[Directions]:
Turn these lines into a JSON list of strings, one string per line, with blank lines left out. Leave the pictures out of the list.

[Supplied material]:
· · · · ·

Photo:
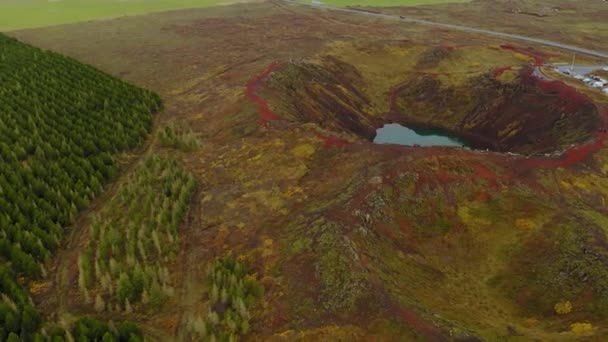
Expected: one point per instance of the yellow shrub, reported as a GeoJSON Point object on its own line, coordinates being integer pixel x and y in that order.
{"type": "Point", "coordinates": [581, 328]}
{"type": "Point", "coordinates": [563, 307]}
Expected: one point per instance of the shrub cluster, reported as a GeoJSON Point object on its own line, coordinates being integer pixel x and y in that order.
{"type": "Point", "coordinates": [135, 236]}
{"type": "Point", "coordinates": [179, 137]}
{"type": "Point", "coordinates": [232, 293]}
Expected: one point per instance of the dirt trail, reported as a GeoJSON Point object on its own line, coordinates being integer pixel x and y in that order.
{"type": "Point", "coordinates": [545, 42]}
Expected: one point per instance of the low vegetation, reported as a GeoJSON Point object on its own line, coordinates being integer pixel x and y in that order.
{"type": "Point", "coordinates": [61, 122]}
{"type": "Point", "coordinates": [134, 238]}
{"type": "Point", "coordinates": [232, 293]}
{"type": "Point", "coordinates": [178, 136]}
{"type": "Point", "coordinates": [386, 3]}
{"type": "Point", "coordinates": [46, 13]}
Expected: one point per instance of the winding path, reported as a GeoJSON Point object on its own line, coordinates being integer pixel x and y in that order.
{"type": "Point", "coordinates": [598, 54]}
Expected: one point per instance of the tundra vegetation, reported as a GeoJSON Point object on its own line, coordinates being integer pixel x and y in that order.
{"type": "Point", "coordinates": [353, 240]}
{"type": "Point", "coordinates": [232, 291]}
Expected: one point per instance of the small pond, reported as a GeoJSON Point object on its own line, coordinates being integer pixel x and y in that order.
{"type": "Point", "coordinates": [401, 135]}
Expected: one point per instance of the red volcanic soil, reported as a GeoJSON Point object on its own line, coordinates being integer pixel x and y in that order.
{"type": "Point", "coordinates": [332, 141]}
{"type": "Point", "coordinates": [266, 114]}
{"type": "Point", "coordinates": [577, 153]}
{"type": "Point", "coordinates": [499, 71]}
{"type": "Point", "coordinates": [575, 100]}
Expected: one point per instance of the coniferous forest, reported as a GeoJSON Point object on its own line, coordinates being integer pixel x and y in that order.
{"type": "Point", "coordinates": [61, 124]}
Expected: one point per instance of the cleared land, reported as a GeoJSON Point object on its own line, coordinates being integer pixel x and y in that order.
{"type": "Point", "coordinates": [351, 240]}
{"type": "Point", "coordinates": [20, 14]}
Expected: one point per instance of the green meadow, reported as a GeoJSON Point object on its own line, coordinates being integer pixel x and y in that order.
{"type": "Point", "coordinates": [386, 3]}
{"type": "Point", "coordinates": [21, 14]}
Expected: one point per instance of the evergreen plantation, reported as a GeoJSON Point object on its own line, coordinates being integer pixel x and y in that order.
{"type": "Point", "coordinates": [61, 123]}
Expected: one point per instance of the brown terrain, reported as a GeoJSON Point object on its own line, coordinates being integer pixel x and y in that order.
{"type": "Point", "coordinates": [358, 241]}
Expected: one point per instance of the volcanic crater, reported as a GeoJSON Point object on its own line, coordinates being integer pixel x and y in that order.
{"type": "Point", "coordinates": [505, 109]}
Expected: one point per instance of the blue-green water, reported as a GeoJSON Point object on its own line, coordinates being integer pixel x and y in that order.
{"type": "Point", "coordinates": [401, 135]}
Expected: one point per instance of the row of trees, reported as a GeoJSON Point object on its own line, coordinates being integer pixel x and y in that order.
{"type": "Point", "coordinates": [232, 292]}
{"type": "Point", "coordinates": [178, 136]}
{"type": "Point", "coordinates": [135, 237]}
{"type": "Point", "coordinates": [60, 124]}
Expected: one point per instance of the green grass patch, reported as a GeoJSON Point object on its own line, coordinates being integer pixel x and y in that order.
{"type": "Point", "coordinates": [21, 14]}
{"type": "Point", "coordinates": [387, 3]}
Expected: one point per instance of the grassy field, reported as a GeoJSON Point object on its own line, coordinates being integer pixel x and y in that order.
{"type": "Point", "coordinates": [386, 3]}
{"type": "Point", "coordinates": [20, 14]}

· · · · ·

[Full answer]:
[
  "Photo:",
  "Expected: one point per instance of the yellow shrub, reported as a GeoJSON Point object on its own line, coordinates being integer pixel x and y in that order.",
  "{\"type\": \"Point\", \"coordinates\": [581, 328]}",
  "{\"type\": \"Point\", \"coordinates\": [563, 307]}",
  "Expected: one point per instance of the shrub cluster, reported as a GeoJSON Point object on its own line, coordinates being integer pixel x and y in that order.",
  "{\"type\": \"Point\", \"coordinates\": [135, 236]}",
  "{\"type\": \"Point\", \"coordinates\": [179, 137]}",
  "{\"type\": \"Point\", \"coordinates\": [232, 293]}",
  "Expected: one point per instance of the dirt trail, reported as a GeoJSON Point object on its own line, coordinates being integer pixel x and y in that order.",
  "{\"type\": \"Point\", \"coordinates\": [545, 42]}",
  "Expected: one point per instance of the low vegetation, reported as a GeoJSON Point object on its own line, coordinates being integer pixel x and y in that order.",
  "{\"type\": \"Point\", \"coordinates\": [61, 122]}",
  "{\"type\": \"Point\", \"coordinates\": [134, 238]}",
  "{\"type\": \"Point\", \"coordinates\": [232, 293]}",
  "{\"type\": \"Point\", \"coordinates\": [178, 136]}",
  "{\"type\": \"Point\", \"coordinates\": [386, 3]}",
  "{\"type\": \"Point\", \"coordinates\": [46, 13]}",
  "Expected: one point per instance of the winding path, reported as a GeoJSON Point object on its own line, coordinates being integer pixel x and y in that order.",
  "{\"type\": \"Point\", \"coordinates\": [598, 54]}",
  "Expected: one point per instance of the tundra vegetation, reported as a GeoJSON Point object on its own line, coordinates being integer pixel x and y in that order.",
  "{\"type\": \"Point\", \"coordinates\": [353, 240]}",
  "{\"type\": \"Point\", \"coordinates\": [232, 291]}",
  "Expected: one point per instance of the small pond, reported as a GeoJSON Point object on its own line, coordinates being integer pixel x and y in that order.",
  "{\"type\": \"Point\", \"coordinates\": [401, 135]}",
  "Expected: one point per instance of the red volcanic soil, reported as a GeoJSON Point object on its own line, coordinates being integer pixel x and y in that order.",
  "{\"type\": \"Point\", \"coordinates\": [332, 141]}",
  "{\"type\": \"Point\", \"coordinates\": [266, 114]}",
  "{\"type\": \"Point\", \"coordinates\": [577, 153]}",
  "{\"type\": \"Point\", \"coordinates\": [499, 71]}",
  "{\"type\": \"Point\", \"coordinates\": [575, 100]}",
  "Expected: one point per instance of the coniferous forest, reported as a GeoJSON Point object on its own line, coordinates being integer pixel x and y in that order.",
  "{\"type\": \"Point\", \"coordinates\": [61, 124]}",
  "Expected: one point per instance of the cleared land, reported as a GeoJSON Point object on its own line, coordinates being integer pixel x and y in that order.",
  "{\"type\": \"Point\", \"coordinates\": [351, 240]}",
  "{\"type\": \"Point\", \"coordinates\": [20, 14]}",
  "Expected: one point per instance of the green meadow, reported as a GeoJSON Point object on its own line, coordinates being integer pixel x and y in that order.",
  "{\"type\": \"Point\", \"coordinates\": [386, 3]}",
  "{\"type\": \"Point\", \"coordinates\": [21, 14]}",
  "Expected: one point per instance of the evergreen plantation, reported as a GeoJSON Point object on its own line, coordinates being integer pixel x and y in that order.",
  "{\"type\": \"Point\", \"coordinates\": [61, 123]}",
  "Expected: one point per instance of the brown terrain, reported as a GeoJSON Point object on its own line, coordinates being integer pixel x and y in that order.",
  "{\"type\": \"Point\", \"coordinates\": [358, 241]}",
  "Expected: one point per instance of the volcanic crater, reported as a GeoJSON Point object on its own line, coordinates being integer pixel x and y in that order.",
  "{\"type\": \"Point\", \"coordinates\": [505, 109]}",
  "Expected: one point per instance of the blue-green water, reported as a GeoJSON Point object on its own line, coordinates being integer pixel x and y in that order.",
  "{\"type\": \"Point\", \"coordinates\": [401, 135]}",
  "Expected: one point per instance of the row of trees, reported as a GeoJSON Point object on its own line, coordinates being integer pixel x and y in that order.",
  "{\"type\": \"Point\", \"coordinates\": [232, 292]}",
  "{\"type\": \"Point\", \"coordinates\": [178, 136]}",
  "{\"type\": \"Point\", \"coordinates\": [135, 237]}",
  "{\"type\": \"Point\", \"coordinates\": [60, 124]}",
  "Expected: one point per instance of the green grass patch, reported as a GeoJSON Point object on its own line, coordinates being integer pixel x and y in that order.",
  "{\"type\": \"Point\", \"coordinates\": [21, 14]}",
  "{\"type\": \"Point\", \"coordinates\": [387, 3]}",
  "Expected: one point per instance of the grassy field, reported as a GeoJSON Point object on its own line, coordinates being integer pixel x and y in that order.",
  "{\"type\": \"Point\", \"coordinates\": [386, 3]}",
  "{\"type\": \"Point\", \"coordinates\": [20, 14]}"
]